### GOAL
Write out the entries, please, from the line containing "Task: indicate the framed album" through their final line, exactly and with nothing else.

Point-based annotation data:
============================================================
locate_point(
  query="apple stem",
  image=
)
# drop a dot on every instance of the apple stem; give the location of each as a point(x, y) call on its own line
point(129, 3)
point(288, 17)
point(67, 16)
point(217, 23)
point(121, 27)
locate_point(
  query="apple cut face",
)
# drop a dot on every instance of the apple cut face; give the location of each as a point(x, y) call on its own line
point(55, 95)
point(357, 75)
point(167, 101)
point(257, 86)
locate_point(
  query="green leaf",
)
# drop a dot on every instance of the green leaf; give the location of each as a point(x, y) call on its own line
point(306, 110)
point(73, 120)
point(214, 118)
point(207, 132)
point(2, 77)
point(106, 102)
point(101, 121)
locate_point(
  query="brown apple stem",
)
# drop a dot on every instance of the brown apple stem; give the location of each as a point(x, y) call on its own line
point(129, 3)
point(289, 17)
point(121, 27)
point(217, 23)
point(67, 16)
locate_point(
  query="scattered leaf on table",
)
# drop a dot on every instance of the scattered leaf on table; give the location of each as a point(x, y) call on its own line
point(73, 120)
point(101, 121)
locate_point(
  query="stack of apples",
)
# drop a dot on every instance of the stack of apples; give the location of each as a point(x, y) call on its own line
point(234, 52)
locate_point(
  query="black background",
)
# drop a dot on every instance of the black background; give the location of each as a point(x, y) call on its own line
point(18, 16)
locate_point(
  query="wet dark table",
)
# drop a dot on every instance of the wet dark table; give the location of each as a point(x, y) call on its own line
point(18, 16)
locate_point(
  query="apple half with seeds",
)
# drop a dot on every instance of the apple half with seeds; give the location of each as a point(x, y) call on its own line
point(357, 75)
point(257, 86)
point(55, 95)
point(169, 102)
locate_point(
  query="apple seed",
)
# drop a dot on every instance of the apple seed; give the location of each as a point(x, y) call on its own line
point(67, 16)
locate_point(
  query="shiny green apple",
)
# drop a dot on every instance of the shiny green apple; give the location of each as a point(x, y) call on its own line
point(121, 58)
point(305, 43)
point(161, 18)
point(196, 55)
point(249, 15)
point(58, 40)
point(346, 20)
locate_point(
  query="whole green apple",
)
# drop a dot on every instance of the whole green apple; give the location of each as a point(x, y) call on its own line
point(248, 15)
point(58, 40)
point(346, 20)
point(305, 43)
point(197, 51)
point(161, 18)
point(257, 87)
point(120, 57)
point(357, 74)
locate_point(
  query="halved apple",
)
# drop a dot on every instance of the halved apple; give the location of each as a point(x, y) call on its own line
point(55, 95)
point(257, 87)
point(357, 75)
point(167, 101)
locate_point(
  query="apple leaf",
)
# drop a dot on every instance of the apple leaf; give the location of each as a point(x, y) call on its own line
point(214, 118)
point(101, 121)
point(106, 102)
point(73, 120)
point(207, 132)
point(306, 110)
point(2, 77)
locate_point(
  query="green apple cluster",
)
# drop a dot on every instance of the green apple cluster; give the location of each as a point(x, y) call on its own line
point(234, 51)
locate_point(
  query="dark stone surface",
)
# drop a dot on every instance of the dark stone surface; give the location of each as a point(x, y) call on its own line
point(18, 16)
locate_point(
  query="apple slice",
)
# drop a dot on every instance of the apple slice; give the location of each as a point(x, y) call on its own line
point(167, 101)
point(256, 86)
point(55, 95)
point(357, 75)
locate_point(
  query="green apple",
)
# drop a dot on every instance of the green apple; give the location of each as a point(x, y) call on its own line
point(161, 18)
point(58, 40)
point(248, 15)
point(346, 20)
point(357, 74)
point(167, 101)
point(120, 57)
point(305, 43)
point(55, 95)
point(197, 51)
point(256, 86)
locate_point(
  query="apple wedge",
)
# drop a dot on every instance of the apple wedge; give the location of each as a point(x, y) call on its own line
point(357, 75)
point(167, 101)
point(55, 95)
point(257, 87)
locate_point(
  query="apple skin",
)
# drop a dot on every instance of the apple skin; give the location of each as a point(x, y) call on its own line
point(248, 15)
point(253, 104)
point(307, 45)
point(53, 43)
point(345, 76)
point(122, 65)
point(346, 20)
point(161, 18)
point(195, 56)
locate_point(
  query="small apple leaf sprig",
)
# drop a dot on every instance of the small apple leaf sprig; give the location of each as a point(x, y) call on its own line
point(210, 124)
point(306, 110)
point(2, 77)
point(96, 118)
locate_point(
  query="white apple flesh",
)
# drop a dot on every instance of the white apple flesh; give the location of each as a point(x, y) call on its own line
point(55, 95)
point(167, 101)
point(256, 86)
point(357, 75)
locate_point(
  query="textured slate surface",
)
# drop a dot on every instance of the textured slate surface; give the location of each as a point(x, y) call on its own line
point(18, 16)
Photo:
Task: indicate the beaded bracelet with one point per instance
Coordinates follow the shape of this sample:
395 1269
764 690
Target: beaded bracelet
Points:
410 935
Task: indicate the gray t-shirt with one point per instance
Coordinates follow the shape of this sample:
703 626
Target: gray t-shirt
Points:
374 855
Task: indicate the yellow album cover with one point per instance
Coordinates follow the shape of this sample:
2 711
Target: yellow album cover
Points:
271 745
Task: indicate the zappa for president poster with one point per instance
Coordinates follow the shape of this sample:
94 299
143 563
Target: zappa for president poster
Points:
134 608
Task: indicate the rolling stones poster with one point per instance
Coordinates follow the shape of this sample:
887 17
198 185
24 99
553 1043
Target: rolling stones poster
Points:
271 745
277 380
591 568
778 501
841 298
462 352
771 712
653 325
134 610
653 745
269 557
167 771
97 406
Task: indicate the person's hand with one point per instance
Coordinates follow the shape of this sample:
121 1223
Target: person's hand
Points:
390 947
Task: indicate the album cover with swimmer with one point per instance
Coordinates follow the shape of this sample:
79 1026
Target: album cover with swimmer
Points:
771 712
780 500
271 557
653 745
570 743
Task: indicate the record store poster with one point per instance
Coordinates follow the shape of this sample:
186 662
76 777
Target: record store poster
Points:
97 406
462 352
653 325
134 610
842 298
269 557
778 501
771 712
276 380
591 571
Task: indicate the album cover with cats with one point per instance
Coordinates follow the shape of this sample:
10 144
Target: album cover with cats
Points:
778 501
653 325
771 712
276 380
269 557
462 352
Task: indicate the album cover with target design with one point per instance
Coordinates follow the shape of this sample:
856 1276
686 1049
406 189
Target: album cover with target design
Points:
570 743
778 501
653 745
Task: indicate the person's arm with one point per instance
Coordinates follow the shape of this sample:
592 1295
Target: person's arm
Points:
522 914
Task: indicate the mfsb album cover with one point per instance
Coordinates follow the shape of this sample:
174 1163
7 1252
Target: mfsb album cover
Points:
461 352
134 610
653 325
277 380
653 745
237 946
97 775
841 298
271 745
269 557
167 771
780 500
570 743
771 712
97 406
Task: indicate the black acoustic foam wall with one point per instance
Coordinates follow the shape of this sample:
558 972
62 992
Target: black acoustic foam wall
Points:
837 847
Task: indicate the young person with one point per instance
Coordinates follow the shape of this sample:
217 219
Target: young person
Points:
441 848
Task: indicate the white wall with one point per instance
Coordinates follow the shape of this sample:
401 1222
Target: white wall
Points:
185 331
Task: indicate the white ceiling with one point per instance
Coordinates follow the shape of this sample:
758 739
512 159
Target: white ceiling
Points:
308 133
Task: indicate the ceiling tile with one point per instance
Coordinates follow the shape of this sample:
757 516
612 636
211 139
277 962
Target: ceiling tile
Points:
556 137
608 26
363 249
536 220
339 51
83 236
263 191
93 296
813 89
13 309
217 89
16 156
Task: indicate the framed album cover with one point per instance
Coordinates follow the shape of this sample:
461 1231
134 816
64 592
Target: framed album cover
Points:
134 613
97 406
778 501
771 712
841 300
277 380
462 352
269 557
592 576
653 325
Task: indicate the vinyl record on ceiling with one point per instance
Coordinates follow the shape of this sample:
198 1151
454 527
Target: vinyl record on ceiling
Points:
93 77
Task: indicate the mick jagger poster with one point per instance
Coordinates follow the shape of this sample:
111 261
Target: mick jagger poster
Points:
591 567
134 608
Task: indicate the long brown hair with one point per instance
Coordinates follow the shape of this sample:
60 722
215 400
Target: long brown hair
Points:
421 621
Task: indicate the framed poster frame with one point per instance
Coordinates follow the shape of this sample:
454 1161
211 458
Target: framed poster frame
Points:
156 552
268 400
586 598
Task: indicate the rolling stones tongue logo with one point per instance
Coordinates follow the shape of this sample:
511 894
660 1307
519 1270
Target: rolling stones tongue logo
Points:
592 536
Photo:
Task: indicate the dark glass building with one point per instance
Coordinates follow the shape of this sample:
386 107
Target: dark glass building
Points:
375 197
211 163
============================================================
### PROBLEM SOLUTION
Task: indicate the framed album cover with one point per instance
Coordinates follow the shape of this sample:
461 1231
134 816
64 592
Target: framed album cover
Points:
134 613
97 406
778 501
771 712
841 300
277 380
462 352
269 557
592 576
653 325
Task: indicate the vinyl record on ceiling with one point per instance
Coordinates follow the shape of this sample:
198 1151
454 527
Target: vinyl record on ceiling
Points:
93 77
Task: indicate the mick jagger poster with one point per instance
Coordinates follow the shape of this sample:
111 261
Target: mick jagger poster
Points:
591 567
134 608
Task: indicate the long brown hair with one point per instance
Coordinates follow the shape of this sample:
60 722
215 400
Target: long brown hair
Points:
421 621
Task: indicate the framed poster frame with one point per instance
Coordinates follow the shape of this sample:
454 1161
211 458
Target: framed poster frame
Points:
156 552
268 400
586 598
Task: indicate the rolling stones tongue logo with one point per instance
Coordinates follow the shape of this sample:
511 894
660 1307
519 1270
Target: rolling stones tongue logo
Points:
592 536
Photo:
Task: indicate the dark glass building with one point per instance
Coordinates follow the shape of this sample:
386 107
Target: dark glass building
Points:
375 197
211 163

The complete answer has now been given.